- TASK DESCRIPTION:
Answer these from the text about the Gunner class below:
(a) Which Team Fortress 2 class does the Gunner resemble?
(b) How many grenades does the Grenade Spam ability allow to be thrown at a time?
(c) What does the Stun Grenade ability do?

The Gunner is the "heaviest" of the three classes, bearing a resemblance to the Team Fortress 2 class "Heavy". He is the slowest moving, but also the best armed. He wields a rapid-fire machine gun and rocket launchers. Flame throwers are a possibility for future updates. Special features include the ability to throw and return (to the enemy) multiple grenades. The gunner class has long bulky jackets, long bulky trousers and heavy helmets.

Abilities

A screenshot showing early gameplay shown in the official trailer.
A screenshot showing early gameplay shown in the official trailer.
A screenshot showing the metagame shown in the official trailer.
A screenshot showing the metagame shown in the official trailer.

Abilities are special powers that each player gets when they level up. Known abilities at this time are Grenade Spam ability (allows 15 grenades to be thrown at a time), I Eat Grenades ability (throw back seven grenades at once), Stun Grenade ability (Flings tanks into the air), Life-Points Boost, and Incendiary Ammo.

- GIVEN DATA:
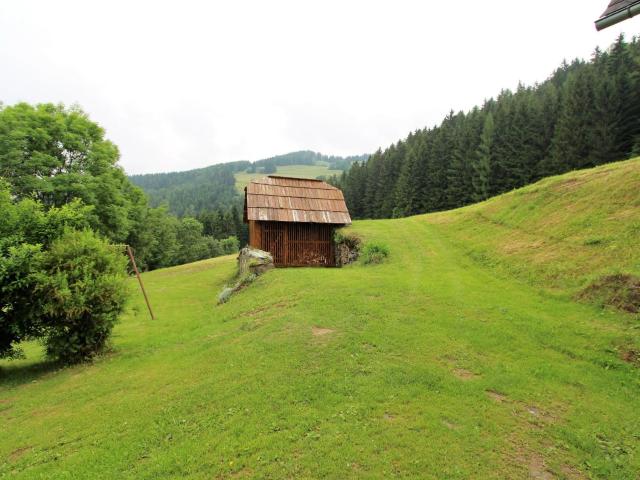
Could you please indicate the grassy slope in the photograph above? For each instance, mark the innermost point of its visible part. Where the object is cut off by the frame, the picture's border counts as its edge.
==
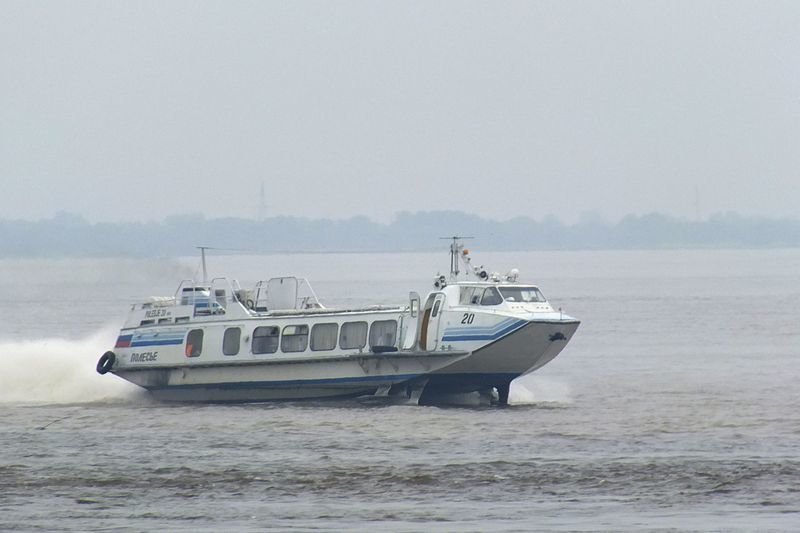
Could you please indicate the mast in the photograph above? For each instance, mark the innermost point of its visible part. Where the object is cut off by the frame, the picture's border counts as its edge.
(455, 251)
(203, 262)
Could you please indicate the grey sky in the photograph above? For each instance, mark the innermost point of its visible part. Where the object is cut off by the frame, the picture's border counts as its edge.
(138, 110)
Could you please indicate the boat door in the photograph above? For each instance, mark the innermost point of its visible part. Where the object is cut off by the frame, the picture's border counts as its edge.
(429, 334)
--
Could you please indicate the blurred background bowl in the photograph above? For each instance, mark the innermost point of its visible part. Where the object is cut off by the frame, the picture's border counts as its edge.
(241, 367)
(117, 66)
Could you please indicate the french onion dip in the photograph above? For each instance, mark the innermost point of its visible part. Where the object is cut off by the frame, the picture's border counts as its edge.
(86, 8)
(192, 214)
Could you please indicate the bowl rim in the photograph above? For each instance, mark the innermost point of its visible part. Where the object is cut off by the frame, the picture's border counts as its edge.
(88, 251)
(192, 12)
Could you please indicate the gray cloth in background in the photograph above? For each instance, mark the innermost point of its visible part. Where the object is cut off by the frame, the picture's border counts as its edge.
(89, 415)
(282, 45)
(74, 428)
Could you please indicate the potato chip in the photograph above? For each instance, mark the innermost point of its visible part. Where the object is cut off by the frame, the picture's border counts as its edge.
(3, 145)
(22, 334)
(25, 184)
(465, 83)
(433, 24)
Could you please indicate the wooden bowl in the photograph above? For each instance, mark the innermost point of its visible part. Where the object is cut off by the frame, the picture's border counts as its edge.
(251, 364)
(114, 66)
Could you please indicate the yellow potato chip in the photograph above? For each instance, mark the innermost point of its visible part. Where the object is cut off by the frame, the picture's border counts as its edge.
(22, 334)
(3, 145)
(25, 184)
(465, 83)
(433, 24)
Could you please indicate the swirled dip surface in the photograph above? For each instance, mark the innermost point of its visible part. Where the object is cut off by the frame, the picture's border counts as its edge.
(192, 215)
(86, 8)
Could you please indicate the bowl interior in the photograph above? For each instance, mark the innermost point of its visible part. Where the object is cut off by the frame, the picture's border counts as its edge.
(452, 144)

- ANSWER TO THIS EXERCISE:
(a) Heavy
(b) 15
(c) It flings tanks into the air.